**What to produce**:
Update the records below by replacing "Target" with "Object" wherever it occurs, leaving everything else unchanged.

**Supplied entries**:
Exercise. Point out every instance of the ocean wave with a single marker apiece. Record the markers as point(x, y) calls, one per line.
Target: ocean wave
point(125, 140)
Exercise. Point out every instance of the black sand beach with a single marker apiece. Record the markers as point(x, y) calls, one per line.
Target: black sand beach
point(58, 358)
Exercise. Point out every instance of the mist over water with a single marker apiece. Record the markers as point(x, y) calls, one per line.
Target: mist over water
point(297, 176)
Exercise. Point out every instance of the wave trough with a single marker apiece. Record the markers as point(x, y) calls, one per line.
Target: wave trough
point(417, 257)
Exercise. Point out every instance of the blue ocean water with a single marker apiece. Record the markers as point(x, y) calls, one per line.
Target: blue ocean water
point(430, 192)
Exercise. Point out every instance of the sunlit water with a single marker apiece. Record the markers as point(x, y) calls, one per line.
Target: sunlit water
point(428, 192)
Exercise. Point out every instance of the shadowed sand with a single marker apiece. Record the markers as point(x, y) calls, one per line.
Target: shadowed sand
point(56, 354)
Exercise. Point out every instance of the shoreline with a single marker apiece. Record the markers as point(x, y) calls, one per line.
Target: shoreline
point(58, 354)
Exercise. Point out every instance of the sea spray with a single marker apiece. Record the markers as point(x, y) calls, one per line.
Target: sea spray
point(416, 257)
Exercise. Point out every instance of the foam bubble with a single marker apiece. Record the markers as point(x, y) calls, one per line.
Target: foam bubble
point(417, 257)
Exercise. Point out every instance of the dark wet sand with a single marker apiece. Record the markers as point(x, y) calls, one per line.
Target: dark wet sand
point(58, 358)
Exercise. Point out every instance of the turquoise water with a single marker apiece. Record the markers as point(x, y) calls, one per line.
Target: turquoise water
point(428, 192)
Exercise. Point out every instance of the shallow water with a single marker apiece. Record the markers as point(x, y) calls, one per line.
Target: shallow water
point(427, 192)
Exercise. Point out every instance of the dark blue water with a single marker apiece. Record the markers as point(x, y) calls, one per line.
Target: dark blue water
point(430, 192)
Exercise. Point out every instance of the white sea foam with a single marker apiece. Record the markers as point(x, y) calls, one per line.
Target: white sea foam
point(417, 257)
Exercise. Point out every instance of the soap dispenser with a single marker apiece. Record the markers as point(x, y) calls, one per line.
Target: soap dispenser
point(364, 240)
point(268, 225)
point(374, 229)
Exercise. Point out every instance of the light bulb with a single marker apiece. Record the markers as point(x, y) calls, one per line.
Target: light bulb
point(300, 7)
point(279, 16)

**Response below**:
Exercise. Point out every instance of the ocean wave with a single marker apiece. Record the markers as point(x, y) calls, one per line.
Object: ocean wave
point(125, 140)
Exercise. Point out every instance of the black sand beach with a single marker apiece. Record the markers as point(x, y) calls, one per line.
Object: black sand beach
point(58, 358)
Exercise. Point out every instance of the mist over water with a single marker apiece. Record the markers as point(x, y) calls, one per line.
Object: mist over water
point(297, 176)
Exercise. Point out every instance of the wave trough with a single marker apiece. Record the markers as point(x, y) calls, one per line.
Object: wave trough
point(417, 257)
Exercise. Point out every instance of the blue ocean water with a single marker apiece. Record the markers as point(x, y) calls, one per line.
Object: blue ocean water
point(430, 192)
Exercise. Point out every instance of the sunlit water with a single marker apiece. Record the markers as point(x, y) calls, one per line.
Object: sunlit water
point(428, 192)
Exercise. Point out every instance of the shadowed sand with a single marker apiece. Record the markers as point(x, y) calls, one per line.
Object: shadowed sand
point(56, 354)
Exercise. Point out every instance of the shoreline with a single marker apiece. Record the markers as point(x, y) calls, one per line.
Object: shoreline
point(58, 354)
Exercise. Point out every instance of the sea spray with a single marker apiece. Record the markers as point(x, y) calls, one per line.
Object: sea spray
point(416, 257)
Exercise. Point out every instance of the foam bubble with a single marker apiece. Record the markers as point(x, y) calls, one per line.
Object: foam bubble
point(417, 257)
Exercise. Point out every instance of the dark wet sand with a single marker apiece. Record the markers as point(x, y) calls, one per line.
Object: dark wet sand
point(58, 358)
Exercise. Point out every instance of the turquoise water with a single marker apiece. Record the markers as point(x, y) calls, one per line.
Object: turquoise water
point(428, 192)
Exercise. Point out every instance of the shallow water with a single marker apiece. Record the markers as point(x, y) calls, one per line.
Object: shallow water
point(427, 192)
Exercise. Point out every instance of the dark blue water with a single marker apiece. Record the markers as point(x, y) calls, one per line.
Object: dark blue water
point(430, 192)
Exercise. Point out every instance of the white sea foam with a single marker apiece. Record the markers as point(x, y) calls, one per line.
Object: white sea foam
point(417, 257)
Exercise. Point out every instance of the soap dispenser with a single marker apiece. Record the markers as point(x, y) calls, one per line.
Object: soap dispenser
point(364, 240)
point(268, 225)
point(374, 229)
Exercise. Point out every instance of the light bulb with a single marker apiece. Record the markers as point(x, y) calls, one per line.
Object: light bulb
point(300, 7)
point(279, 16)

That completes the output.